▶ **SELECTED EXCERPT**:
Start of Block
The three departments form a natural geographic partnership. The city of Albion sits at the center, while Albion Township stretches to the south — its fire station located about 2.3 miles past Riverside Cemetery — and Sheridan Township lies to the north, its station just past the National Guard Armory and over I-94 on 29 Mile Road.

Together, the three agencies protect a combined area of approximately 69 square miles — Sheridan Township covering about 32 square miles to the north, Albion Township covering 33 square miles to the south, and the city of Albion occupying roughly 4.5 square miles at the center, like the hole in a donut.

The agencies are staffed differently. Sheridan Township, which has maintained a fully staffed station since 1965, is the only agency with personnel on site around the clock. The Albion Department of Public Safety also maintains around-the-clock coverage, though its officers are deployed on the road rather than stationed at the firehouse. Its officers are unique in that they serve as both police and firefighters, responding to fire calls as needed. Albion Township relies on paid on-call personnel who balance firefighting with other jobs and careers. Despite these differences, the three agencies work seamlessly together — and regularly assist neighboring communities, including Homer, Parma, Springport, Clarence Township, Concord, Pulaski, and Marengo when needed.
End of Block
▶ **INFORMATION SUPPLIED**:
Start of Block
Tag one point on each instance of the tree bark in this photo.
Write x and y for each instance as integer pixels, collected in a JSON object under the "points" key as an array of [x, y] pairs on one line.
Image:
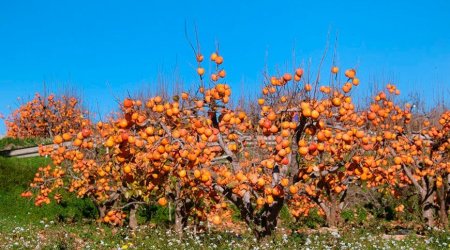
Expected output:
{"points": [[443, 205], [182, 207], [333, 216], [133, 219], [101, 210], [428, 208]]}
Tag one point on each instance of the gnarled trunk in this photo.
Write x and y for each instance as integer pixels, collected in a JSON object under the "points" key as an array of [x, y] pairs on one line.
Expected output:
{"points": [[442, 198], [428, 208], [182, 207], [133, 219], [332, 211], [266, 221]]}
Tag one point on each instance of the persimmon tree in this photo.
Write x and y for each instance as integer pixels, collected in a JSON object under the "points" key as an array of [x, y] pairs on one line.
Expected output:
{"points": [[416, 156], [45, 116], [303, 148]]}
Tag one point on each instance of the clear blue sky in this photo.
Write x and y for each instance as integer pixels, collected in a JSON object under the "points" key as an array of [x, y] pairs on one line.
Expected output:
{"points": [[106, 48]]}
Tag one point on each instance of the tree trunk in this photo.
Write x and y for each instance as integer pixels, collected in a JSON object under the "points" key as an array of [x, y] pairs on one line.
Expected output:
{"points": [[443, 206], [267, 220], [333, 216], [182, 207], [101, 210], [133, 220], [428, 208], [332, 211]]}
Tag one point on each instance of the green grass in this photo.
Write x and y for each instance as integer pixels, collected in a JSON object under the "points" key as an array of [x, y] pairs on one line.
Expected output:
{"points": [[8, 143], [15, 175], [71, 225]]}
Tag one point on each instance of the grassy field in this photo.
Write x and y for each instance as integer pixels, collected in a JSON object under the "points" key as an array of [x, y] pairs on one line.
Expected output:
End of Block
▶ **THE TASK**: Reproduce word for word the part of the fire departments text starting at "The three departments" and ending at "in a donut.". The listing has no connection to the text about the Albion-area fire departments.

▶ **EXERCISE SOLUTION**:
The three departments form a natural geographic partnership. The city of Albion sits at the center, while Albion Township stretches to the south — its fire station located about 2.3 miles past Riverside Cemetery — and Sheridan Township lies to the north, its station just past the National Guard Armory and over I-94 on 29 Mile Road.

Together, the three agencies protect a combined area of approximately 69 square miles — Sheridan Township covering about 32 square miles to the north, Albion Township covering 33 square miles to the south, and the city of Albion occupying roughly 4.5 square miles at the center, like the hole in a donut.